-- start of Excerpt to read --

Special Report: Walkable Streets

Bristol Moves Ahead With 32 km/h Speed Limit

Bristol is moving quickly to establish a safer speed limit over much of the city, while Hamilton insists on a five-year pilot in the North End before considering any other reductions.

By Ryan McGreal
Published January 10, 2014

The City of Bristol, a municipality of around 430,000 in southwest England, has officially started to establish a 32 km/h (20 mph) speed limit across several large areas. The new limits will be implemented in six phases between now and March 2015.

According to George Ferguson, the mayor of Bristol, "The pilot areas in Bedminster and East Bristol have shown that reduced speed limits can and do improve pedestrian and cycle safety, reduce the negative impact of anti-social speeding to our communities and support people to become more active, through increased cycling and walking."

The City introduced two pilot projects in May and October 2010, published the results of their study [PDF] in March 2012, and voted to roll out the lower speed limit more widely in July 2012. The first phase of the full rollout starts on January 20, 2014.

They've launched a website to explain and promote the plan, noting that residents of the two pilot areas overwhelmingly (89%) supported the lower speed limit after it was introduced.

The 32 km/h speed limit is not chosen at random. According to a 1997 British Department of Transport report titled Killing Speed and Saving Lives, a pedestrian hit by a motor vehicle has a 5 percent chance of dying if the vehicle is moving at 32 km/h. At 48 km/h (30 mph) the risk of death jumps to 45 percent, and at 64 km/h (50 mph) the risk of death jumps to a staggering 85 percent.

Five Year Pilot in Hamilton

The City of Hamilton recently established a 30 km/h speed limit on most North End streets, with the exception of James Street North and Burlington Street. This summer, City workers installed 30 km/h speed limit signs, painted zebra crossings and installed curb bumpouts to slow traffic.

North End curb bumpouts (RTH file photo)
North End curb bumpouts (RTH file photo)

This is an encouraging development for Hamilton, but for one nagging problem: when our Council approved the North End traffic plan, one condition was to impose a five-year moratorium on allowing any other neighbourhoods to ask for a 30 km/h speed limit as well.

Assuming Council is ever prepared to let other neighbourhoods establish evidence-based safe speed limits, it will be at least five years before Councillors even consider such a request.

-- end of Excerpt to read --
-- start of Information provided --

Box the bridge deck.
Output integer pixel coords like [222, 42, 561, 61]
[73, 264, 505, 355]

-- end of Information provided --

▶ [Exercise requirements]: Write out, word for word, the passage of the speed-limit article from "Bristol Moves Ahead" to "and March 2015.".

▶ [Answer for the task]:
Bristol Moves Ahead With 32 km/h Speed Limit

Bristol is moving quickly to establish a safer speed limit over much of the city, while Hamilton insists on a five-year pilot in the North End before considering any other reductions.

By Ryan McGreal
Published January 10, 2014

The City of Bristol, a municipality of around 430,000 in southwest England, has officially started to establish a 32 km/h (20 mph) speed limit across several large areas. The new limits will be implemented in six phases between now and March 2015.